FRAGMENTO DE LECTURA
:::::
Lo triste es que la guerra de la Independencia, aparte de ser el conflicto más cruel vivido en tierra española -más todavía que la Guerra Civil-, fue durante mucho tiempo lugar coincidente, símbolo de identidad a disposición de quien, de buena fe o por necesidad táctica, quiso asumirlo como propio. Rara fue la facción política, de las infinitas que tuvimos hasta un pasado reciente, incluidos el franquismo y la República, que no hizo suyo el mito de la nación libre e indomable. Y raro es el intelectual serio que ignore que, pese a los altibajos y vaivenes de la Historia y la política, a la contaminación patriotera y vil del franquismo, a la estupidez de una izquierda superficial e inculta, y a la indiferencia, cobardía o estupidez de los medios de comunicación, la guerra contra Napoleón sigue siendo clave para entender una España discutible tal vez en su conformación actual, pero indiscutible en su origen, en su cultura colectiva y en su dilatada memoria.
Pese a todo, no hemos tenido en estos seis años ni un homenaje oficial serio, ni una reflexión general útil. Cero patatero: todos escurriendo el bulto. Sólo heroicas iniciativas particulares, ayuntamientos bienintencionados, publicaciones dispersas, algunas notables exposiciones locales. La de la Independencia ha sido para España, desde un punto de vista oficial, la epopeya colectiva que nunca existió. Aquí, es la lectura final, sólo hemos tenido guerritas, igual que tenemos nacioncitas. Por parte del Estado -si aceptamos llamar Estado a este disparate en el que nos expolian y languidecemos-, no hubo absolutamente nada. O casi. Búsquenme ustedes las imágenes de la Normandía correspondiente: del Bailén, la Zaragoza o los Arapiles. Nada. Ni siquiera eso. Ni siquiera una foto de Zapatero con cara de tonto solemne, o de Rajoy con lagrimita patriotera de telediario.
:::::
REGISTROS ENUMERADOS
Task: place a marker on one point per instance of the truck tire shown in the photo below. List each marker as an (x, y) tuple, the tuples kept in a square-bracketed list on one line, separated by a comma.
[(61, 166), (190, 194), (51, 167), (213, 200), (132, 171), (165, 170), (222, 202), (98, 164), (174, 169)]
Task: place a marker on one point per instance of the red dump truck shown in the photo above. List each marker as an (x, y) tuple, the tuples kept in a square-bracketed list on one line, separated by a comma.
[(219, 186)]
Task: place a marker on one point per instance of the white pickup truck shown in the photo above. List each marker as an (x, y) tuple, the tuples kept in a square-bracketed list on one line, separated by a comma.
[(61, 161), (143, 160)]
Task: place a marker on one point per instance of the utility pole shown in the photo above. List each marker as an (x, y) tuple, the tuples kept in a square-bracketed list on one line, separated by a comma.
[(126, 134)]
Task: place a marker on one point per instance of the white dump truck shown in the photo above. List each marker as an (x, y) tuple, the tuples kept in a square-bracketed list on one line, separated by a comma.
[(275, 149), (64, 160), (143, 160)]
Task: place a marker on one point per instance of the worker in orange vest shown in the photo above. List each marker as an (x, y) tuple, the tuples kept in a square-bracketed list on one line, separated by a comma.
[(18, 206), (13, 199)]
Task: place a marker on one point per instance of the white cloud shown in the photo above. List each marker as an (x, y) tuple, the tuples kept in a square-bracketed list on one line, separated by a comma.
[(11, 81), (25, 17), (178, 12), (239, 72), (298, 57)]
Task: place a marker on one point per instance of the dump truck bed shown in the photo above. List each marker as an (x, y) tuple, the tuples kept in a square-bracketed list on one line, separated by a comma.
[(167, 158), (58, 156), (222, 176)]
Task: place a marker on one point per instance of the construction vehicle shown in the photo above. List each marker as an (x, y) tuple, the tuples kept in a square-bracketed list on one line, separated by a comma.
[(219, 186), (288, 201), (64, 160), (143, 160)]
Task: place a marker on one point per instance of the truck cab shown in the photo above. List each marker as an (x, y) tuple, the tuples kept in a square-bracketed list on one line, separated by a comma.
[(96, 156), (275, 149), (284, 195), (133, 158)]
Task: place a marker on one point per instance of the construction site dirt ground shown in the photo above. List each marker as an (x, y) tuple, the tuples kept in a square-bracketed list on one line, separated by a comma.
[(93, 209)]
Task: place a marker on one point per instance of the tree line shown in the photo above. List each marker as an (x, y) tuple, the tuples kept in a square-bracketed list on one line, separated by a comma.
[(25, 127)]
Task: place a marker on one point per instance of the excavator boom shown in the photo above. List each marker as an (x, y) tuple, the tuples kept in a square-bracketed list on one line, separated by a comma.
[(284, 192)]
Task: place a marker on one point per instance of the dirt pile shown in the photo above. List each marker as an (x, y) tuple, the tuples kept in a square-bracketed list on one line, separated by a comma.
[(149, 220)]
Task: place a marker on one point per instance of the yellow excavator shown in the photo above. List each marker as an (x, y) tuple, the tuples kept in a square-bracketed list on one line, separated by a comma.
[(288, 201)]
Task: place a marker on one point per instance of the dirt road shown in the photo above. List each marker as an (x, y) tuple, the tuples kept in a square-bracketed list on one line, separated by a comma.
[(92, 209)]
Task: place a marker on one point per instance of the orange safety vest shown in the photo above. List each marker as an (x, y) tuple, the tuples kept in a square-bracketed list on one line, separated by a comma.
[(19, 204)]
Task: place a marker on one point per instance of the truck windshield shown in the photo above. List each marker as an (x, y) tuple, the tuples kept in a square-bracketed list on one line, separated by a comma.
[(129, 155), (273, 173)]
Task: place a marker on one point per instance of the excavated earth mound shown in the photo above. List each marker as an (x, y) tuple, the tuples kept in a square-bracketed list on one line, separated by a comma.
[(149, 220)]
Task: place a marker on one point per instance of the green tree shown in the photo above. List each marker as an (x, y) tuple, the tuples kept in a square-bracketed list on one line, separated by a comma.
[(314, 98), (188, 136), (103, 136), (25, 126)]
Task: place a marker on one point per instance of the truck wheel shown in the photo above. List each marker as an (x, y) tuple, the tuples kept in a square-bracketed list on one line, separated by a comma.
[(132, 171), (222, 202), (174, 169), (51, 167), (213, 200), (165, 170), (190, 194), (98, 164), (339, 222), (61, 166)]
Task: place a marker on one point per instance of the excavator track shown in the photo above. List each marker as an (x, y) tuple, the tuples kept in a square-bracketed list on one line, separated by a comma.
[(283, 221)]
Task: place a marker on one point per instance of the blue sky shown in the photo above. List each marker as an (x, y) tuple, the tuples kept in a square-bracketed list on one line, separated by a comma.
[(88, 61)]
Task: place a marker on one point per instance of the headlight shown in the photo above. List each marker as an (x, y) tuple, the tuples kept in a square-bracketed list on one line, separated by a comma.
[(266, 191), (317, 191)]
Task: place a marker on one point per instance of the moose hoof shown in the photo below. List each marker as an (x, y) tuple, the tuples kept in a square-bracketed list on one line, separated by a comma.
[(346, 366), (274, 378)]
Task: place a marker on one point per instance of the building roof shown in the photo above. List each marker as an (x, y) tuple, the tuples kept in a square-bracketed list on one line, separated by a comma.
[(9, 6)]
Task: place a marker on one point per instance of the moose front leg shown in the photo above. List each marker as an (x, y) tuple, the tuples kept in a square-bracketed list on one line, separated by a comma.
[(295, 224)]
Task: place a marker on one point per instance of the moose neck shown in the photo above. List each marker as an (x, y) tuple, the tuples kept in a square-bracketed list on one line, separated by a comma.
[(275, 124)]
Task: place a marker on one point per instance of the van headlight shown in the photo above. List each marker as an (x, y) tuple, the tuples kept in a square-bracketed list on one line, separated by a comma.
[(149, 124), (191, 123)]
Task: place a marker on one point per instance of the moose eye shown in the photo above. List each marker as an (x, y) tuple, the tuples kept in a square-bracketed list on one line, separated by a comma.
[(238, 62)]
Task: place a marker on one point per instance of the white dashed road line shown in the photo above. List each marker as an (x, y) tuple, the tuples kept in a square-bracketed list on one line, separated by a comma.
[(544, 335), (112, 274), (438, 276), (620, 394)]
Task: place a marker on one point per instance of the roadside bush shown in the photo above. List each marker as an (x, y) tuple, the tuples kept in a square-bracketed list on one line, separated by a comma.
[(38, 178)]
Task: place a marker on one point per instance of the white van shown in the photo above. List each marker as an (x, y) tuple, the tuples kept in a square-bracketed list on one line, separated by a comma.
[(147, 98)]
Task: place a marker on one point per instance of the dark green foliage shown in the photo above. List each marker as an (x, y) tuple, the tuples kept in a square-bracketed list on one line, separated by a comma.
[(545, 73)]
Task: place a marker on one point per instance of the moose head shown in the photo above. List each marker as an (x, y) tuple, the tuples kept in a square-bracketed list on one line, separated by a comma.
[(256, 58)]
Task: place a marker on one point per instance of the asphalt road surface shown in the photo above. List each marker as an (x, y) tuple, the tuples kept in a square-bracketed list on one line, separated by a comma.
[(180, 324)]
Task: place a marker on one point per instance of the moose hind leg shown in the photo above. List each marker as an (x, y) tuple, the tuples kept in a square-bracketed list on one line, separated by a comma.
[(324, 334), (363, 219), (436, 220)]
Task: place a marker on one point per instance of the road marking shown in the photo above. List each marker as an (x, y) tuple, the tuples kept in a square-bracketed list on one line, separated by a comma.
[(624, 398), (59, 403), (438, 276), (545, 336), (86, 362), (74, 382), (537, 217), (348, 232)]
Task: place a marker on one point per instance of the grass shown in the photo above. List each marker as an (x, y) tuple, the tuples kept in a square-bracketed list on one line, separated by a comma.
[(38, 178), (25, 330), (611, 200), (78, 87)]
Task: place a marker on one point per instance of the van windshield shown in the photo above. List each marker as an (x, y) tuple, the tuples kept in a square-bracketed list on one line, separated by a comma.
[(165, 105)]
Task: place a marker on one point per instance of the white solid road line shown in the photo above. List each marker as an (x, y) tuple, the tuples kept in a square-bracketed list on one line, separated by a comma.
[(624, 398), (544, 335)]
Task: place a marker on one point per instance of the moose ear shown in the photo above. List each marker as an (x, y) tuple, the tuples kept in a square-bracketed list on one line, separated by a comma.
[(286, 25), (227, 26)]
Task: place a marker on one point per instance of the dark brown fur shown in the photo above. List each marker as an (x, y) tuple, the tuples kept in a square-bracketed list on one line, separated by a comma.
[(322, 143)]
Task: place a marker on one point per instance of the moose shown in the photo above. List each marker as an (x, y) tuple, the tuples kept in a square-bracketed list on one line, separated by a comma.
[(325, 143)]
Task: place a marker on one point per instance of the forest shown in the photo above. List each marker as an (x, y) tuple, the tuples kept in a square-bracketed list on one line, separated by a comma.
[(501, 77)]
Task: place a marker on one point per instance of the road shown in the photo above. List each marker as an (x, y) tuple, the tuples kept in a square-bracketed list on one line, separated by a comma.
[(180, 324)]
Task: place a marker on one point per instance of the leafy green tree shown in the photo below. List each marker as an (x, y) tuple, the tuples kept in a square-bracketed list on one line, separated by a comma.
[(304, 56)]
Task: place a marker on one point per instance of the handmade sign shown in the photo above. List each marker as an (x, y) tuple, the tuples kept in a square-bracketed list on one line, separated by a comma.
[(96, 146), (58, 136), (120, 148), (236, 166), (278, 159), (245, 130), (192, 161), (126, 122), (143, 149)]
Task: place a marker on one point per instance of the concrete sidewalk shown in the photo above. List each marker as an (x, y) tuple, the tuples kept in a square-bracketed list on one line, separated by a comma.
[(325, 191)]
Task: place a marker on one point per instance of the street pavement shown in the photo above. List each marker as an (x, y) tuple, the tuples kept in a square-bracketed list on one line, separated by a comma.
:::::
CONSIGNA 1
Transcribe del texto sobre la guerra de la Independencia el pasaje que comienza con «Pese a todo, no» y continúa hasta «patriotera de telediario.».
CONSIGNA 2
Prolonga el texto sobre la guerra de la Independencia a partir de su última oración.
Los registros proceden de una fuente distinta.

RESPUESTA ESCRITA 1
Pese a todo, no hemos tenido en estos seis años ni un homenaje oficial serio, ni una reflexión general útil. Cero patatero: todos escurriendo el bulto. Sólo heroicas iniciativas particulares, ayuntamientos bienintencionados, publicaciones dispersas, algunas notables exposiciones locales. La de la Independencia ha sido para España, desde un punto de vista oficial, la epopeya colectiva que nunca existió. Aquí, es la lectura final, sólo hemos tenido guerritas, igual que tenemos nacioncitas. Por parte del Estado -si aceptamos llamar Estado a este disparate en el que nos expolian y languidecemos-, no hubo absolutamente nada. O casi. Búsquenme ustedes las imágenes de la Normandía correspondiente: del Bailén, la Zaragoza o los Arapiles. Nada. Ni siquiera eso. Ni siquiera una foto de Zapatero con cara de tonto solemne, o de Rajoy con lagrimita patriotera de telediario.

RESPUESTA ESCRITA 2
Permítanme contarles una anécdota personal que quizás lo define todo. Después de la publicación de una novela mía sobre el Dos de Mayo, el alcalde de Madrid, hoy ministro de Justicia, me invitó a una reunión para iniciativas sobre esa fecha. Propuse colocar, como en París tras la sublevación contra los nazis, placas conmemorativas para un recorrido por los lugares donde el pueblo se batió aquel día. Por ejemplo, la cárcel -hoy ministerio de Exteriores-, donde los presos pidieron permiso para salir a pelear y regresaron por la noche. «Estupendo, lo vamos a hacer», dijo el alcalde. Hasta hoy, claro. Meses más tarde, un concejal me lo explicó todo: «Pensamos después que placas recordando actos de violencia no es algo positivo. Va contra la convivencia y todo eso».
Así que ya lo saben ustedes. Conmemorar -lo que no significa celebrar- la violencia no es positivo. Toda violencia es mala, Pascuala. Así que mejor olvidarla, o dejarla para el tricentenario de 2114, que estará más fría, y que allí se las apañen. Suponiendo, ésa es otra, que para entonces alguien pronuncie la palabra España sin que le dé un ataque de risa. Mientras tanto, para entretenerse, échenle un vistazo a lo que prepara Francia para conmemorar el bicentenario de Waterloo el año que viene. Sin complejos. Vean, comparen, y si les convence, compren.